The jihadists may have gone too far
 
From Baghdad to Beirut, a growing backlash against the most extreme of the jihadists may change the course of civil wars in Syria and Iraq
Jan 11th 2014 | CAIRO | From the print edition
 
 
IN A region of opaque politics and oddly named actors, the Islamic State of Iraq and al-Sham (ISIS) lives up to its title. The group that started as an al-Qaeda affiliate in Iraq has prospered there since the Americans left in 2011, subduing much of the rural, Sunni-dominated north and pursuing an aggressive terror campaign against Shias further south. ISIS expanded into Syria in April last year; al-Sham denotes a Greater Syria encompassing—among swathes of what was the fertile crescent—Lebanon, Palestine and even Jordan. Better armed and financed, it has encroached steadily into areas freed from government control by other rebel groups, enforcing harsh, state-like authority along the Euphrates valley and across much of the north. But the group’s rapid rise may now be over.

• _Directions for this task_
In the text on the backlash against jihadists, what did the Islamic State of Iraq and al-Sham start as?

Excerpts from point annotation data
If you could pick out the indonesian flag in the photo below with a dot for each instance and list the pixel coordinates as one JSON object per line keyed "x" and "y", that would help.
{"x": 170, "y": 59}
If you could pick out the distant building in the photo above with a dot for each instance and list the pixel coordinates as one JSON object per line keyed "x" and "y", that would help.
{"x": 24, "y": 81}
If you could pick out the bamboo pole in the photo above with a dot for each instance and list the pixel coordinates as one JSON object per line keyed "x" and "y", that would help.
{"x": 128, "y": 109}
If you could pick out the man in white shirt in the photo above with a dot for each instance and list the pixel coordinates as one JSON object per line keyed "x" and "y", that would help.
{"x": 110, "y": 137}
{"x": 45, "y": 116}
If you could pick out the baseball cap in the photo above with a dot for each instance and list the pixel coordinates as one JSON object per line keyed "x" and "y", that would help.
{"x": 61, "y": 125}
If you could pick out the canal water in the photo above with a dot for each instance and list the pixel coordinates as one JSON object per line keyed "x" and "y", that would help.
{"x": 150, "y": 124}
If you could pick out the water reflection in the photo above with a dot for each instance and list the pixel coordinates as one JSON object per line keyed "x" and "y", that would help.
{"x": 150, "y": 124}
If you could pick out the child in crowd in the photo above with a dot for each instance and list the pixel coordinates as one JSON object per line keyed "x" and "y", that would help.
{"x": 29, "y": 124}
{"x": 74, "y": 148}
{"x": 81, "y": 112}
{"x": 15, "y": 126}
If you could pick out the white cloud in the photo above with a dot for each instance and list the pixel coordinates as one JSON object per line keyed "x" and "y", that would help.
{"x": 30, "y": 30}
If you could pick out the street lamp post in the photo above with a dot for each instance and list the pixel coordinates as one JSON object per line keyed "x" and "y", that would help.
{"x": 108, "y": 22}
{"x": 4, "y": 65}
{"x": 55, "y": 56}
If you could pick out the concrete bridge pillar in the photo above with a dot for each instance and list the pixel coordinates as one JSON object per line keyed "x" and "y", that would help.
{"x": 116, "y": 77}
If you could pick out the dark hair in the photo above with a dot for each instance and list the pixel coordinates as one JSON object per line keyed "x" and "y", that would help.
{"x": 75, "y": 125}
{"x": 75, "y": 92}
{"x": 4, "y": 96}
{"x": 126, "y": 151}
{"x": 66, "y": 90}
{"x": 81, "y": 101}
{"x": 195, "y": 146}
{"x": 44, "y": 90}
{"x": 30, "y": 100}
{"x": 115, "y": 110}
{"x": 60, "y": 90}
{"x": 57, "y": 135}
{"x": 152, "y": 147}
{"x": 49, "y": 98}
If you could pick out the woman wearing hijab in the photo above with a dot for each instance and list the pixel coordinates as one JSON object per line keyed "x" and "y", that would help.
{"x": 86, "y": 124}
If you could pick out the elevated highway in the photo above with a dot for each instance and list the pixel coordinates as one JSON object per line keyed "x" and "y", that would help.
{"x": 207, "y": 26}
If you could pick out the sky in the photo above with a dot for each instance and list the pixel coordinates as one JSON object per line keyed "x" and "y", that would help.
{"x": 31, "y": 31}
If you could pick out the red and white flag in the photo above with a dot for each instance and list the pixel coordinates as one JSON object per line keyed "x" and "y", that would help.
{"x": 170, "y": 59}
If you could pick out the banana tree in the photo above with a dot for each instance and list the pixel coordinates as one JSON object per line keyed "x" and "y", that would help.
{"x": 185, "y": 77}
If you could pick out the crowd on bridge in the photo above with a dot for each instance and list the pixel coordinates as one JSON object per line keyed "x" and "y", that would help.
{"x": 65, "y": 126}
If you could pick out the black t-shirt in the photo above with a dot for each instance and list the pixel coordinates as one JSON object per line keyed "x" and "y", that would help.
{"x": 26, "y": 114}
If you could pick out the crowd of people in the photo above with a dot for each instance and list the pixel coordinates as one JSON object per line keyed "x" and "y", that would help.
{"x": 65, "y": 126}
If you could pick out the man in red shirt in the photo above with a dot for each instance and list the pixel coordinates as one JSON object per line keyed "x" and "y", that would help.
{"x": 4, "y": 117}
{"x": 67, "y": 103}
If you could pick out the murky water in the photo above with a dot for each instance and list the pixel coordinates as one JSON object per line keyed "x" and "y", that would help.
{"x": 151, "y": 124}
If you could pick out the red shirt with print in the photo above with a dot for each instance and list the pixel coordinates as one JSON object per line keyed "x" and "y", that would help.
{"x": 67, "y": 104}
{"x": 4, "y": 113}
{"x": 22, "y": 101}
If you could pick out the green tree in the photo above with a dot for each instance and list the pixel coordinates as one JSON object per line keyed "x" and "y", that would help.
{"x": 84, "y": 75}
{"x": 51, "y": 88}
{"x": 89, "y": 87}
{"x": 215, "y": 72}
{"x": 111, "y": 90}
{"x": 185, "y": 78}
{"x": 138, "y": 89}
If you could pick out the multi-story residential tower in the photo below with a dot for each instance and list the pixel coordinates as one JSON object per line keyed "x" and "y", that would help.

• _Written response_
An al-Qaeda affiliate in Iraq.